◆ PROVIDED RECORDS:
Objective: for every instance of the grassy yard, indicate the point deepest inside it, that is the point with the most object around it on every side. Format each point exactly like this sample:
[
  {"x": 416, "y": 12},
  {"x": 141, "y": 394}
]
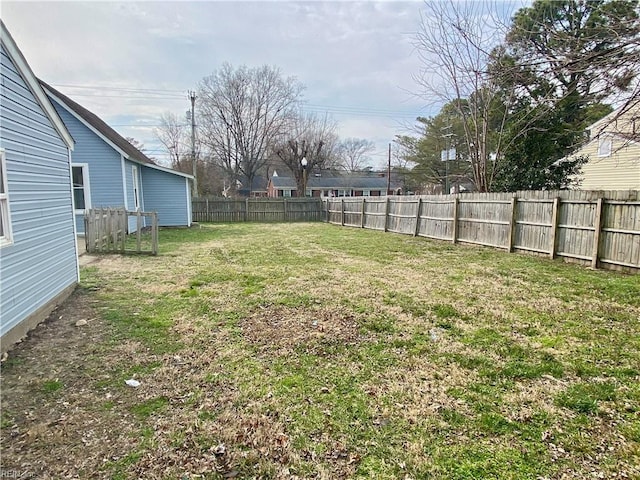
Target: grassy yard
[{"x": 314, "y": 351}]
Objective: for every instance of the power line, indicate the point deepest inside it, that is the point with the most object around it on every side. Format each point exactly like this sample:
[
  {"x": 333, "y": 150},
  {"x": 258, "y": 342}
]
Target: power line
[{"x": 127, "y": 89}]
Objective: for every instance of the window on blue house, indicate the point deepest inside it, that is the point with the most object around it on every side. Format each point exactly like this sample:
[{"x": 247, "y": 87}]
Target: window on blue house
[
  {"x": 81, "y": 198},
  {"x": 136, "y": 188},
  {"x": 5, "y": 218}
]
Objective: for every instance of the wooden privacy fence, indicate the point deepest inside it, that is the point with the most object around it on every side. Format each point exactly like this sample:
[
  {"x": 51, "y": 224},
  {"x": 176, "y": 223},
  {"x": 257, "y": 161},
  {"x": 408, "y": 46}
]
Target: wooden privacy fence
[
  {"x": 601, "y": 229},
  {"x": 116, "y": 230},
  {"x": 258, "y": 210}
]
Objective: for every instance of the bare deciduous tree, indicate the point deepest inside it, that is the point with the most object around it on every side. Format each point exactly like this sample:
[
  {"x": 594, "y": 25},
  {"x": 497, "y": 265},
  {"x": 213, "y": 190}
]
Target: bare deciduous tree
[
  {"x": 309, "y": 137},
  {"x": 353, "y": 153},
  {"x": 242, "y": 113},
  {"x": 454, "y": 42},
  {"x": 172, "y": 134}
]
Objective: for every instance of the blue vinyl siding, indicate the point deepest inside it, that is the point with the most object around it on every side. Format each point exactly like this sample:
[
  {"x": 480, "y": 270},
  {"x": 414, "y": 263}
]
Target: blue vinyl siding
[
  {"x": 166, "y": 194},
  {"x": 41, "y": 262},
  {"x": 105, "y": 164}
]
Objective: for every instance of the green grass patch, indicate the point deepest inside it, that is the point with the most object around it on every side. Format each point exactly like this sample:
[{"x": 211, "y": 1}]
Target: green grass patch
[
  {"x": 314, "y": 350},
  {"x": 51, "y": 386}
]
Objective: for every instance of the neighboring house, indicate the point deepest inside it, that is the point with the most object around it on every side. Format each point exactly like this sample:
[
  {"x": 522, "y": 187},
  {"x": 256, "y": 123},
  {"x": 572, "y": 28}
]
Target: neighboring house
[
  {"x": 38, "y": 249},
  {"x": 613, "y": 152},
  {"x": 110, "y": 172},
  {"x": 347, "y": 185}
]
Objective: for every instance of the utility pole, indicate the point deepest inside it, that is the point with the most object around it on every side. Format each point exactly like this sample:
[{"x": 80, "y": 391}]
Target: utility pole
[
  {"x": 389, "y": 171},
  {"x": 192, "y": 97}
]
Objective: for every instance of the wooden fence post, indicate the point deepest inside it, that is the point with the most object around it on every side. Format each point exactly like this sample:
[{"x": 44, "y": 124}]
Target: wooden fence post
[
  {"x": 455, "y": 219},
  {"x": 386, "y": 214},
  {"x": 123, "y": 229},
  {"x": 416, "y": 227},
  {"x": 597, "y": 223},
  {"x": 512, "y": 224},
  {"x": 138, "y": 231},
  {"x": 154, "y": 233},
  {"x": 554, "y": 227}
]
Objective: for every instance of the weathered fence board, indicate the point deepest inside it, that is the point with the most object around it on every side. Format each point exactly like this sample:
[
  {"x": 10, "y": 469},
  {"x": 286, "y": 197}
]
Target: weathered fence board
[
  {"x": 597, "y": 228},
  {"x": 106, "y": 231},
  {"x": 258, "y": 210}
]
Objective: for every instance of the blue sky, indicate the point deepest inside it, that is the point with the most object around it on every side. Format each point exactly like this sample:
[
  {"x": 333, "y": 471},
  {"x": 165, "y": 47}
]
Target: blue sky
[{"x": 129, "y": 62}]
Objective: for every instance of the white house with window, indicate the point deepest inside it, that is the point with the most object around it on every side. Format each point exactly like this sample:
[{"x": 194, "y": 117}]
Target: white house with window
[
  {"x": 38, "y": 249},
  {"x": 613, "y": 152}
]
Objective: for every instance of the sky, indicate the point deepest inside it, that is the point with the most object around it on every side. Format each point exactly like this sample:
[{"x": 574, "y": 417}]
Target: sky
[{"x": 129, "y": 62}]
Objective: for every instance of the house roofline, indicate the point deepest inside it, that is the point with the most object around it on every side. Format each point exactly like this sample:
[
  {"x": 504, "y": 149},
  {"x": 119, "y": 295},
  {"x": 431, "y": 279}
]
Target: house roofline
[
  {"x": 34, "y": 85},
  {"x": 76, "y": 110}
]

◆ GOAL OF THE EXERCISE: Pictures stay out of this copy; write out the entries above exactly.

◆ RESPONSE TO THE EXERCISE:
Objective: for every instance of the grassy yard, indicate the point deepest inside it, that is the point with the most object around it on every side. Format each point exactly like this sample:
[
  {"x": 416, "y": 12},
  {"x": 141, "y": 394}
]
Target: grassy yard
[{"x": 314, "y": 351}]
Objective: for every instance of the power line, indicate the point deepest inside it, that is the point with the most object around it on every side. Format each point exactly like this sample:
[
  {"x": 333, "y": 150},
  {"x": 258, "y": 342}
]
Target: power line
[{"x": 127, "y": 89}]
Objective: for every instance of the window on blue house, indicate the point deepest inside it, that is the point with the most object around it on every side. Format each point exactly like this sample:
[{"x": 247, "y": 87}]
Target: window on blue house
[
  {"x": 81, "y": 198},
  {"x": 136, "y": 188},
  {"x": 5, "y": 218}
]
Objective: for every instance of the wooden privacy fence, indicate the point deepest inside it, that is the point with the most object around it on every side. Format each point exactly like this sample:
[
  {"x": 51, "y": 224},
  {"x": 176, "y": 223},
  {"x": 257, "y": 161},
  {"x": 408, "y": 46}
]
Target: wooden privacy fence
[
  {"x": 601, "y": 229},
  {"x": 116, "y": 230},
  {"x": 258, "y": 210}
]
Objective: for every instance of the bare deciduous tree, indicate the point deepest inside it, that is the point with the most object around it on every side. Format each point exactly like this sample:
[
  {"x": 594, "y": 25},
  {"x": 497, "y": 265},
  {"x": 213, "y": 190}
]
Target: bare deciduous tree
[
  {"x": 309, "y": 137},
  {"x": 353, "y": 153},
  {"x": 242, "y": 113},
  {"x": 454, "y": 42},
  {"x": 172, "y": 134}
]
Objective: for every instance of the blue vinyl siding, indicate the point deepest inside it, that is the point with the most object around it on every side. Format each point exactly like this sample:
[
  {"x": 480, "y": 270},
  {"x": 414, "y": 263}
]
Target: blue vinyl siding
[
  {"x": 166, "y": 194},
  {"x": 41, "y": 262},
  {"x": 105, "y": 164}
]
Objective: for every instance of the green grass patch, indicate the point deepest inside it, that is the point with the most object around it on every side. Format each point exactly like this sample:
[{"x": 211, "y": 1}]
Target: green grass patch
[
  {"x": 314, "y": 350},
  {"x": 51, "y": 386}
]
Objective: for every instance of the neighboring house, indicate the point deepest inside it, that is the point with the most object around it on every side. Format each point exactly like this sample:
[
  {"x": 522, "y": 187},
  {"x": 256, "y": 123},
  {"x": 572, "y": 28}
]
Target: neighboring house
[
  {"x": 38, "y": 249},
  {"x": 613, "y": 152},
  {"x": 110, "y": 172},
  {"x": 347, "y": 185}
]
Objective: for every instance of the utility pole, indicate the point deepest inside it, that is the point with the most object around it on every side. Format each point exactly like this sample:
[{"x": 80, "y": 391}]
Target: utility pole
[
  {"x": 389, "y": 171},
  {"x": 192, "y": 97}
]
Objective: for every instance of the wooden fence post, indicate the point deepest inside it, that is the point with the most object around it on every side. Format each point exactly like this sample:
[{"x": 44, "y": 124}]
Target: wooden fence post
[
  {"x": 455, "y": 219},
  {"x": 386, "y": 214},
  {"x": 123, "y": 229},
  {"x": 416, "y": 227},
  {"x": 597, "y": 223},
  {"x": 512, "y": 224},
  {"x": 138, "y": 231},
  {"x": 154, "y": 233},
  {"x": 554, "y": 227}
]
Objective: for every instance of the weathered fence board, indicate the point deepest inside it, that is the point with the most object around it on every side. Format each point exactly like this sample:
[
  {"x": 10, "y": 469},
  {"x": 286, "y": 197}
]
Target: weathered fence board
[
  {"x": 597, "y": 228},
  {"x": 106, "y": 231},
  {"x": 258, "y": 210}
]
Objective: for every instance of the blue sky, indicate the point deepest inside it, that is the point with the most object around it on every side. Format each point exactly like this sample:
[
  {"x": 333, "y": 471},
  {"x": 165, "y": 47}
]
Target: blue sky
[{"x": 129, "y": 62}]
Objective: for every instance of the white house with window, indicate the point deepest inside it, that is the point with the most object around it on every side. Format each point exactly like this sample:
[{"x": 194, "y": 117}]
Target: white house with window
[
  {"x": 38, "y": 249},
  {"x": 613, "y": 152}
]
Objective: for every instance of the sky, indicate the point deepest inside it, that is the point with the most object around it on every side. Format each point exactly like this sample:
[{"x": 574, "y": 417}]
Target: sky
[{"x": 129, "y": 62}]
Objective: for every instance of the house roofline, indicate the point deepest inside it, that is the point with the most object around it on every side. Format each point exactly like this sample:
[
  {"x": 504, "y": 149},
  {"x": 119, "y": 295},
  {"x": 431, "y": 279}
]
Target: house roofline
[
  {"x": 34, "y": 85},
  {"x": 76, "y": 110}
]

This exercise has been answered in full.